### SOURCE TEXT
Content starts

As for the links between some parts of the Qur’ân and books used by Christians and Jews at the time. They have been used by some orientalists such as Blachère and missionaries to try and prove their point that the Qur’ân was just copied from these books.
There is the list of religious books mentioned by Blachère :
-Genesis (Bible, in Hebrew, not translated in Arabic at the time).
-The apocryphal gospel of the childhood of Jesus, Armenian version, not translated in Arabic at the time.
-The Talmud (In Hebrew and Aramaic, not translated in Arabic at the time).
-The Judaic Midrash (not translated in Arabic at the time).
-The Targum (Paraphrase of the Old Testament in Chaldean, not translated in Arabic at the time)
-The New Testament (Bible, in Greek or Latin, not translated in Arabic at the time).
-Pseudo Matthew (I actually do not know what language this one was written in, but Arabic is not an option).

Content ends

[Entries drawn from a collection]
Content starts

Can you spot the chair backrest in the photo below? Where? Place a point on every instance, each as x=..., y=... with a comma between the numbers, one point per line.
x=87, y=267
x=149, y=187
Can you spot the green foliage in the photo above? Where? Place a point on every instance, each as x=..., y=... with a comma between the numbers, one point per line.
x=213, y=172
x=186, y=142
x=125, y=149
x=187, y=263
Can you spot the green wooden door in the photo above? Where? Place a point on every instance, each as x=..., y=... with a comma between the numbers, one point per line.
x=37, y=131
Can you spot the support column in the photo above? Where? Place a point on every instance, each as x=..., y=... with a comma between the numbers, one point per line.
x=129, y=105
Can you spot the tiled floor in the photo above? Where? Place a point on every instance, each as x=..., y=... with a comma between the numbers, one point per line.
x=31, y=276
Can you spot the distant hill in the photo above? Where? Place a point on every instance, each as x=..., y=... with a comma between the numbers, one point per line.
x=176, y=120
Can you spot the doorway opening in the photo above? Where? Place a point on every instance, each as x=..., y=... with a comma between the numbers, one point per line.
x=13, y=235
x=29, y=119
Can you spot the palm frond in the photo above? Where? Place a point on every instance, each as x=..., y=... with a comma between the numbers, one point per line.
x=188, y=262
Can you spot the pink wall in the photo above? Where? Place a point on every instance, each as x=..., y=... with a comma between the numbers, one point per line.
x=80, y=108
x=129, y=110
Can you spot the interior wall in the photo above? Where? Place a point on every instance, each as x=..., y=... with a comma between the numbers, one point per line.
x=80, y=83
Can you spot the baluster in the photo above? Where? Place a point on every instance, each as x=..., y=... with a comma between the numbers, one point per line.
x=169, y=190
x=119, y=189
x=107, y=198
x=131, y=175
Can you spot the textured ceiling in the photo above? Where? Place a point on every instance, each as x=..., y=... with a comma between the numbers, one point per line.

Content ends

### EXERCISE OBJECTIVE
Update the passage on the Qur'ân and earlier religious books, starting at "-The Judaic Midrash" and ending at "Chaldean, not translated in Arabic at the time)", and write that stretch out again with "Chaldean" changed to "Aramaic".

### EXERCISE OUTPUT
-The Judaic Midrash (not translated in Arabic at the time).
-The Targum (Paraphrase of the Old Testament in Aramaic, not translated in Arabic at the time)